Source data
■ ■ ■ ■ ■
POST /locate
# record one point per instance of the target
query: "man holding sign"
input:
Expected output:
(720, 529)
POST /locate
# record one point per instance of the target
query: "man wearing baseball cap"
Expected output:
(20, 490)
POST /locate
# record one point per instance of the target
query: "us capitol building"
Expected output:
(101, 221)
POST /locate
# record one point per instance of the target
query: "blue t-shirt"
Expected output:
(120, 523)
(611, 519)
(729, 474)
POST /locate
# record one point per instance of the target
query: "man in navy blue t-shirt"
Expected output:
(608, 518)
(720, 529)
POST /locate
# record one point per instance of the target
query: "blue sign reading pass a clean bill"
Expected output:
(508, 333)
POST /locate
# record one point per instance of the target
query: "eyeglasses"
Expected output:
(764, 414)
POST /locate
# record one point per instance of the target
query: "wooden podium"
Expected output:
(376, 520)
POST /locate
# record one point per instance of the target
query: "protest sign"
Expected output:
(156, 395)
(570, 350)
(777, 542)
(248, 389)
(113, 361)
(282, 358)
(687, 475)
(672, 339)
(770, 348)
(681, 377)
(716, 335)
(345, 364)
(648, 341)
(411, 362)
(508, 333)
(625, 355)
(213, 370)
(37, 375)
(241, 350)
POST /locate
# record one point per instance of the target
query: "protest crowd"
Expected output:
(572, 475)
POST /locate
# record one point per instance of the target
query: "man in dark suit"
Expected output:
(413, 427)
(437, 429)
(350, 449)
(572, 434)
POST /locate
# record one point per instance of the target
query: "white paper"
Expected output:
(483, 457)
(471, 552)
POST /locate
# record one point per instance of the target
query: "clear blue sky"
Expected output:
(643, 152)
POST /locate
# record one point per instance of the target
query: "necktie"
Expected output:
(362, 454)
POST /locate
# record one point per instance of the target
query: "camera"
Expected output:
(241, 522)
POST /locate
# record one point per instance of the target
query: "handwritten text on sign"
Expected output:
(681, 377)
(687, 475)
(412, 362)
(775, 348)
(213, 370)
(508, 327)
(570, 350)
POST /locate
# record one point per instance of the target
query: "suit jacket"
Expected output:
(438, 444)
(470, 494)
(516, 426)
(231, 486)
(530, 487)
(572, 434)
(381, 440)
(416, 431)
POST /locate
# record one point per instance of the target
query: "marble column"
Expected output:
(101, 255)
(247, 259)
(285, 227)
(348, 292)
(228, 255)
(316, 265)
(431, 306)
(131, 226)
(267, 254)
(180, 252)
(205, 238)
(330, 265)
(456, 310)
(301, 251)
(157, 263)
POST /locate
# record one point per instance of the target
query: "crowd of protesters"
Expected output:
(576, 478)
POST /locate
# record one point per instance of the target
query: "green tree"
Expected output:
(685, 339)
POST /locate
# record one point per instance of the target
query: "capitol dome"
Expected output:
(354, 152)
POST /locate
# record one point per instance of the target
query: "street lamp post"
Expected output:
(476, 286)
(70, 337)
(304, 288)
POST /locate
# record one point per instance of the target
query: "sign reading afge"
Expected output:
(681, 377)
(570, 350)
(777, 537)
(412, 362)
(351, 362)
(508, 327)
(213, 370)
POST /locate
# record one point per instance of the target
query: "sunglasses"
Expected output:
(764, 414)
■ ■ ■ ■ ■
TRY IT: All records should be written out again exactly as given.

EXERCISE RESULT:
POST /locate
# record one point per instance of the target
query: "man holding sign"
input:
Expected output:
(720, 529)
POST /locate
# record one point per instance of the target
query: "man wearing baseball cap"
Expected output:
(20, 490)
POST /locate
# record one point per instance of the target
query: "us capitol building"
Expected output:
(101, 221)
POST /locate
# record one point per instance of the target
query: "blue t-shirt"
Expected output:
(120, 523)
(611, 519)
(729, 474)
POST /locate
# record one point per instance of the target
query: "man in navy blue t-shirt"
Expected output:
(608, 518)
(720, 529)
POST /locate
# record one point per instance of the target
query: "blue sign reading pass a clean bill"
Expected output:
(508, 333)
POST /locate
# record one point per instance of the target
query: "eyeglasses"
Expected output:
(764, 414)
POST /locate
# record one point per instance of the target
query: "wooden podium"
Expected output:
(376, 520)
POST /locate
# record one point per instance of the target
query: "protest sign"
Expected output:
(156, 395)
(570, 350)
(777, 542)
(248, 389)
(113, 361)
(282, 358)
(687, 475)
(672, 339)
(770, 348)
(681, 377)
(716, 335)
(345, 364)
(648, 341)
(411, 362)
(508, 333)
(625, 355)
(213, 370)
(37, 375)
(241, 350)
POST /locate
# record one point per instance of the target
query: "protest crowd"
Expected output:
(572, 475)
POST /locate
# record one point per instance of the target
query: "man in dark suit"
Expected output:
(413, 427)
(437, 429)
(350, 449)
(572, 434)
POST /locate
# record one point per instance of the target
query: "white paper"
Expected output:
(483, 457)
(471, 552)
POST /locate
# record one point per instance of the target
query: "clear blue sky"
Expected output:
(643, 152)
POST /locate
# record one point per instance of the target
query: "necktie"
Expected output:
(362, 454)
POST /locate
# record one point per instance of the target
query: "camera"
Expected output:
(241, 522)
POST /locate
# record one point per instance of the target
query: "handwritten text on sign"
Expected output:
(681, 377)
(687, 475)
(412, 362)
(775, 348)
(213, 370)
(508, 327)
(570, 350)
POST /locate
# record one point per instance of the target
query: "suit jacket"
Expected output:
(438, 444)
(470, 494)
(516, 426)
(231, 486)
(530, 487)
(572, 434)
(381, 440)
(416, 431)
POST /locate
# record one point per instance of the target
query: "marble column"
Expected output:
(101, 255)
(247, 259)
(285, 227)
(348, 292)
(228, 255)
(316, 265)
(431, 306)
(131, 226)
(267, 254)
(180, 252)
(205, 238)
(330, 265)
(456, 310)
(301, 251)
(157, 263)
POST /locate
# record one point per instance of the target
query: "crowd of protesters"
Expected output:
(576, 478)
POST /locate
# record one point per instance of the target
query: "green tree"
Expected output:
(685, 339)
POST /locate
# record one point per instance of the target
query: "capitol dome"
Expected output:
(354, 152)
POST /locate
# record one point per instance of the target
query: "street lamp post"
Expected output:
(476, 286)
(70, 337)
(304, 288)
POST /locate
# record one point per instance of the target
query: "sign reading afge"
Expected output:
(681, 377)
(570, 350)
(777, 537)
(412, 362)
(351, 362)
(508, 327)
(213, 370)
POST /locate
# record one point per instance of the target
query: "sunglasses"
Expected output:
(764, 414)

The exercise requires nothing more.